> **Source document**:
++++++++

The campaigns of the year 1863 were everywhere memorable, and were, in fact, decisive of the contest in favor of the Union arms.  The capture of Vicksburg, the defeat of Lee at Gettysburg, the great victory at Chattanooga, placed the military power of the insurgents in a waning condition, and made their defeat a mere question of time.  These, the three great events of the year, were accompanied by innumerable lesser achievements, which, combined with the others, made patent the fact that the armies of Union volunteers were the most accomplished troops, the most efficient soldiers, the world had ever seen.  Perhaps the Vicksburg campaign was better illustrative of this than any other, and not only because of the bravery, endurance and all soldierly qualities of the troops directly engaged, but of those also who took part in the campaign, indirectly and at a distance, many of whom, indeed, took part therein so indirectly and at a distance, that careless thinkers might not have thought of any connection at all between the auxiliaries and the principal command.

++++++++

Set down the passage above on the campaigns of 1863 in full, with every word and punctuation mark unchanged.

(Items for location identification)
++++++++

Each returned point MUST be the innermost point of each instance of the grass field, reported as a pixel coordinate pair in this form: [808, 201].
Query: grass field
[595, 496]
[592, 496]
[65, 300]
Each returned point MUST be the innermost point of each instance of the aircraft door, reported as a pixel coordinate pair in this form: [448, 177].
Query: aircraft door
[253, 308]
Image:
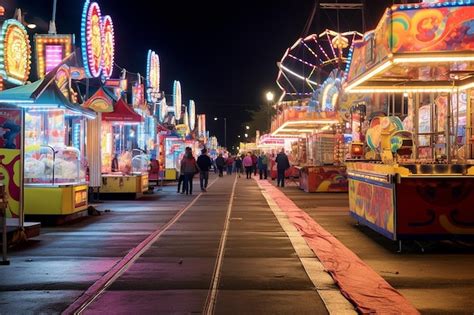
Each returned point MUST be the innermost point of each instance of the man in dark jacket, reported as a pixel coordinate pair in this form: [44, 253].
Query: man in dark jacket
[282, 165]
[220, 163]
[204, 162]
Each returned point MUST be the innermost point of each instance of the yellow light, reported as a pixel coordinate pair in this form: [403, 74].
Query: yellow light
[270, 96]
[467, 86]
[401, 89]
[430, 59]
[303, 122]
[369, 75]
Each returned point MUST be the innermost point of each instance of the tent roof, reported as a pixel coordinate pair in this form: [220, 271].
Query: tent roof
[122, 113]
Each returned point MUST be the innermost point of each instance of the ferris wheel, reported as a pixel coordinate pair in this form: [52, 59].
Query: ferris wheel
[306, 64]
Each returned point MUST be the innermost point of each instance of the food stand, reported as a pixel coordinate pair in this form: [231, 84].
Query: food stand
[15, 55]
[54, 176]
[119, 139]
[417, 179]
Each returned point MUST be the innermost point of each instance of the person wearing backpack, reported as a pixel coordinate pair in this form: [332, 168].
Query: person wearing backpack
[189, 167]
[204, 163]
[263, 166]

++++++++

> **Solved problem**:
The campaigns of the year 1863 were everywhere memorable, and were, in fact, decisive of the contest in favor of the Union arms.  The capture of Vicksburg, the defeat of Lee at Gettysburg, the great victory at Chattanooga, placed the military power of the insurgents in a waning condition, and made their defeat a mere question of time.  These, the three great events of the year, were accompanied by innumerable lesser achievements, which, combined with the others, made patent the fact that the armies of Union volunteers were the most accomplished troops, the most efficient soldiers, the world had ever seen.  Perhaps the Vicksburg campaign was better illustrative of this than any other, and not only because of the bravery, endurance and all soldierly qualities of the troops directly engaged, but of those also who took part in the campaign, indirectly and at a distance, many of whom, indeed, took part therein so indirectly and at a distance, that careless thinkers might not have thought of any connection at all between the auxiliaries and the principal command.